#### TASK PROMPT:
Print each entry precisely; exclude the pictures.

[Image point grounding data]
[Start of section]

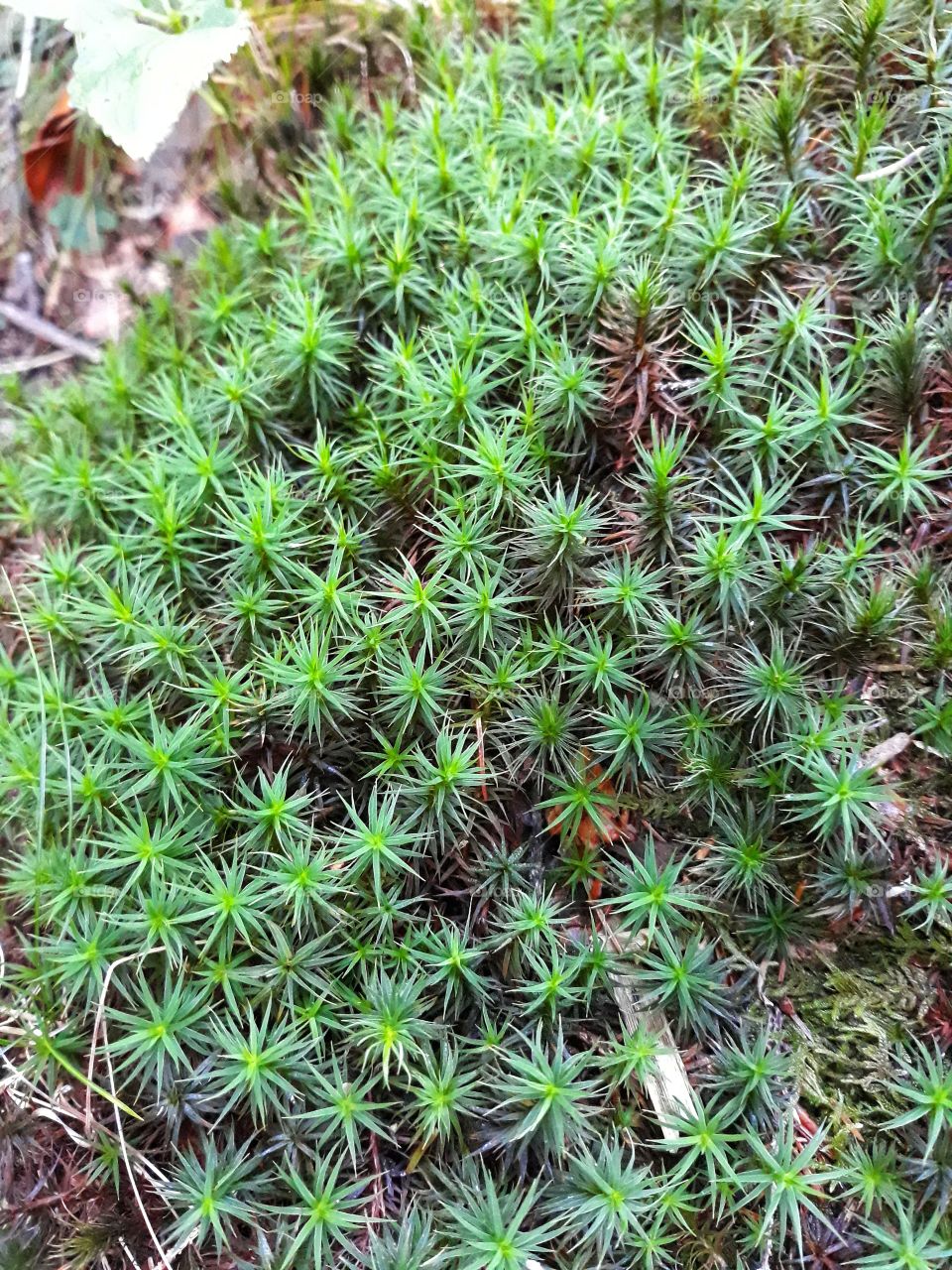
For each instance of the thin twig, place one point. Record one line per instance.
(22, 365)
(53, 334)
(30, 27)
(892, 168)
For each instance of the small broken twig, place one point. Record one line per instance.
(50, 333)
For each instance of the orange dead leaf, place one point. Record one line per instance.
(55, 163)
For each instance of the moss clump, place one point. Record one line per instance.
(492, 559)
(857, 1006)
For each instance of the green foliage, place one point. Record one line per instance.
(479, 603)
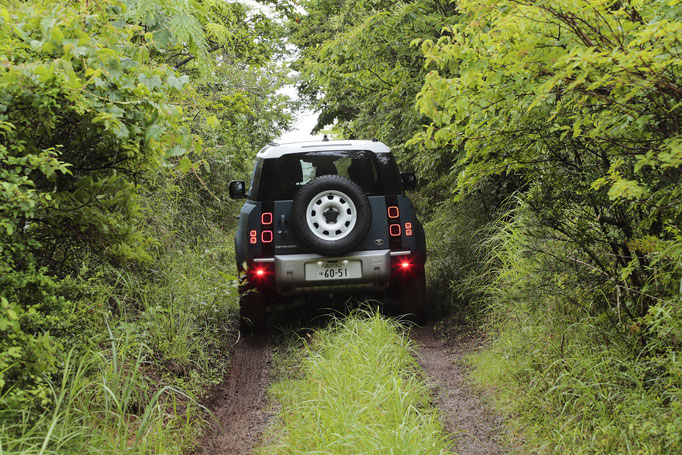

[End of section]

#### RESPONSE TO THIS TASK:
For each instance of the thin twig, place one point. Record one line per instance.
(22, 365)
(53, 334)
(30, 27)
(892, 168)
For each instance of the small broken twig, place one point. Record one line per instance.
(50, 333)
For each instance of the orange dead leaf, place one point. Record one line per instance.
(55, 163)
For each instance of the moss clump, place one point. Record one line per instance.
(492, 559)
(857, 1006)
For each instance of the green foliage, place one point. Record one line per instance.
(479, 603)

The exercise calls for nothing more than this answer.